• _Your goal_: Each record listed below is to be output exactly as written.

Data excerpts:

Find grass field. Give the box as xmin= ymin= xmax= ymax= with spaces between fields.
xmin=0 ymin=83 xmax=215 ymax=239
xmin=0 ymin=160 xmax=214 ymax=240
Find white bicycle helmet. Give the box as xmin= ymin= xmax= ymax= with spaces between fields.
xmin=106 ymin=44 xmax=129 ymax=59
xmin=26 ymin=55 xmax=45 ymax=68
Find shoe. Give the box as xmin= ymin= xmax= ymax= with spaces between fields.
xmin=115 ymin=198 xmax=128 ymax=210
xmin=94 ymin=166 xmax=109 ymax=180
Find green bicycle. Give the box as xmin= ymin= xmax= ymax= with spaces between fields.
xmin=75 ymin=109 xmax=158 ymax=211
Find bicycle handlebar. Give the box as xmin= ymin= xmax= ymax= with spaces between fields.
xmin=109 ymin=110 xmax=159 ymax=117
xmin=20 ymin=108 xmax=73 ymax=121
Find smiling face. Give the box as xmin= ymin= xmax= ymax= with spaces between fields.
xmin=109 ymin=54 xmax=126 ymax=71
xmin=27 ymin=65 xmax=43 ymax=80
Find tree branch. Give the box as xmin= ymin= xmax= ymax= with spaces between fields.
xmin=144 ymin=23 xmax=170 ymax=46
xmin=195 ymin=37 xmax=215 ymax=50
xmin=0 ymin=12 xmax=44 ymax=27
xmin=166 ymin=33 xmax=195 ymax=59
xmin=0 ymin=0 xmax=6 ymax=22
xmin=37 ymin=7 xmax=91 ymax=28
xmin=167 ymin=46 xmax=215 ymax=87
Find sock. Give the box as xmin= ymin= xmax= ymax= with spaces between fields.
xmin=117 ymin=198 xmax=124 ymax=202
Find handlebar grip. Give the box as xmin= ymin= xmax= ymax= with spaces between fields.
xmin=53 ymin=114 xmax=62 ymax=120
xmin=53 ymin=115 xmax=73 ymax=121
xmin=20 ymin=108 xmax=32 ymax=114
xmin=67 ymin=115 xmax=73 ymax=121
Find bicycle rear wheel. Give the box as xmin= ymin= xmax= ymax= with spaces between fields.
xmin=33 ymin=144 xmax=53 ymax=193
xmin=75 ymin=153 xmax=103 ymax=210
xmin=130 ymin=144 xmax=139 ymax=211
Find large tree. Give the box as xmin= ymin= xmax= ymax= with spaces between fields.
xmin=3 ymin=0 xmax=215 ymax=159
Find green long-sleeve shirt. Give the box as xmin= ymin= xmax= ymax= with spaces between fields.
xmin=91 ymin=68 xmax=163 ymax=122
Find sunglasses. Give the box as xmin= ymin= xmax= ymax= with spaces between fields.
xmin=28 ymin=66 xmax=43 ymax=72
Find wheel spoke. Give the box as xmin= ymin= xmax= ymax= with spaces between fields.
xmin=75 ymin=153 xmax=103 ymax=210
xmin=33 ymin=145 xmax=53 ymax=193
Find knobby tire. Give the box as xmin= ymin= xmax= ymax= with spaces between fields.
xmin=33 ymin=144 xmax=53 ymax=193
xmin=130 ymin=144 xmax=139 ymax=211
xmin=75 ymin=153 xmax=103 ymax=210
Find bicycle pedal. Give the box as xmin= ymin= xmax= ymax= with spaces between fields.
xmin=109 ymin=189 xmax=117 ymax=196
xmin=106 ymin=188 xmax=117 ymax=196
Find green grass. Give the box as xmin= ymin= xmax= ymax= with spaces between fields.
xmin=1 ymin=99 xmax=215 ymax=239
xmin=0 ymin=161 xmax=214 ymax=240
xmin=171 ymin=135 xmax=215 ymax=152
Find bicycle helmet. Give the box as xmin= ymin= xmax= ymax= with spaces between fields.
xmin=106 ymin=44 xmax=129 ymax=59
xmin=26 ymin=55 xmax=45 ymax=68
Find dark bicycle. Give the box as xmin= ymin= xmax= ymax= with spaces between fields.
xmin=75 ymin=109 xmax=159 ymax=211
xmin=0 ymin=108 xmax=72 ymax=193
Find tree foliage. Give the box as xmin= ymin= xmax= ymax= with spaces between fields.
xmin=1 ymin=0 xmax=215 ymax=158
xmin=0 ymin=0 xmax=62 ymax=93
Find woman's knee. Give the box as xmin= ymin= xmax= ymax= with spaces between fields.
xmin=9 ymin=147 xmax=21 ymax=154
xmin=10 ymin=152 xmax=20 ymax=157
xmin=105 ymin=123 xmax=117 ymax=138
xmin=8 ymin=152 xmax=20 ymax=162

• _Answer to this task_:
Find grass field. Give the box as xmin= ymin= xmax= ymax= with spaces between fields.
xmin=0 ymin=83 xmax=215 ymax=239
xmin=0 ymin=160 xmax=214 ymax=240
Find white bicycle helmet. Give the box as xmin= ymin= xmax= ymax= with spaces between fields.
xmin=106 ymin=44 xmax=129 ymax=59
xmin=26 ymin=55 xmax=45 ymax=68
Find shoe. Give the box as xmin= ymin= xmax= ymax= with spaces between fields.
xmin=115 ymin=198 xmax=128 ymax=210
xmin=94 ymin=166 xmax=109 ymax=180
Find green bicycle. Give the box as xmin= ymin= xmax= ymax= with spaces between fields.
xmin=75 ymin=109 xmax=158 ymax=211
Find bicycle handlebar. Give the box as xmin= ymin= xmax= ymax= with spaces between fields.
xmin=109 ymin=110 xmax=159 ymax=117
xmin=20 ymin=108 xmax=73 ymax=121
Find smiling face. Give the box as xmin= ymin= xmax= ymax= with spaces between fields.
xmin=109 ymin=54 xmax=126 ymax=71
xmin=27 ymin=65 xmax=43 ymax=80
Find tree branch. Give the box as xmin= ymin= xmax= ymax= with spaces between fields.
xmin=144 ymin=23 xmax=170 ymax=46
xmin=195 ymin=37 xmax=215 ymax=50
xmin=0 ymin=12 xmax=44 ymax=27
xmin=166 ymin=33 xmax=195 ymax=59
xmin=0 ymin=0 xmax=6 ymax=22
xmin=37 ymin=7 xmax=91 ymax=28
xmin=167 ymin=46 xmax=215 ymax=87
Find sock. Give the box as xmin= ymin= xmax= ymax= with spaces between fields.
xmin=117 ymin=198 xmax=124 ymax=202
Find handlebar grip. Give the box as xmin= ymin= xmax= ymax= with spaces between fields.
xmin=53 ymin=114 xmax=62 ymax=120
xmin=53 ymin=115 xmax=73 ymax=121
xmin=20 ymin=108 xmax=32 ymax=114
xmin=67 ymin=115 xmax=73 ymax=121
Find bicycle rear wheel. Give the box as xmin= ymin= xmax= ymax= with spaces between fields.
xmin=33 ymin=144 xmax=53 ymax=193
xmin=75 ymin=153 xmax=103 ymax=210
xmin=130 ymin=144 xmax=139 ymax=211
Find large tree. Give the box as xmin= ymin= xmax= ymax= with spaces between fields.
xmin=3 ymin=0 xmax=215 ymax=159
Find green long-sleeve shirt. Give the box as xmin= ymin= xmax= ymax= with spaces between fields.
xmin=91 ymin=68 xmax=163 ymax=122
Find sunglasses. Give the box as xmin= ymin= xmax= ymax= with spaces between fields.
xmin=28 ymin=66 xmax=43 ymax=72
Find wheel spoke. Give the box as xmin= ymin= xmax= ymax= with spaces between fields.
xmin=75 ymin=153 xmax=103 ymax=210
xmin=33 ymin=145 xmax=53 ymax=193
Find knobby tire. Give the box as xmin= ymin= xmax= ymax= with spaces between fields.
xmin=33 ymin=144 xmax=53 ymax=193
xmin=130 ymin=144 xmax=139 ymax=211
xmin=75 ymin=153 xmax=103 ymax=210
Find bicycle pedal. Give the box as xmin= ymin= xmax= ymax= with spaces between fields.
xmin=109 ymin=189 xmax=117 ymax=196
xmin=106 ymin=188 xmax=117 ymax=196
Find green grass. Give the box as xmin= ymin= xmax= ymax= with spaces between fields.
xmin=1 ymin=99 xmax=215 ymax=239
xmin=0 ymin=161 xmax=214 ymax=240
xmin=171 ymin=135 xmax=215 ymax=152
Find bicycle helmet. Give the box as xmin= ymin= xmax= ymax= with spaces between fields.
xmin=106 ymin=44 xmax=129 ymax=59
xmin=26 ymin=55 xmax=45 ymax=68
Find dark bicycle. Give the box as xmin= ymin= xmax= ymax= with spaces between fields.
xmin=75 ymin=109 xmax=159 ymax=211
xmin=0 ymin=108 xmax=72 ymax=193
Find tree foliage. Give the box as xmin= ymin= xmax= ymax= with spaces between fields.
xmin=1 ymin=0 xmax=215 ymax=158
xmin=0 ymin=0 xmax=62 ymax=93
Find woman's knee. Give the box as xmin= ymin= xmax= ymax= with spaces between fields.
xmin=9 ymin=147 xmax=21 ymax=154
xmin=10 ymin=152 xmax=20 ymax=157
xmin=105 ymin=123 xmax=117 ymax=138
xmin=8 ymin=152 xmax=20 ymax=162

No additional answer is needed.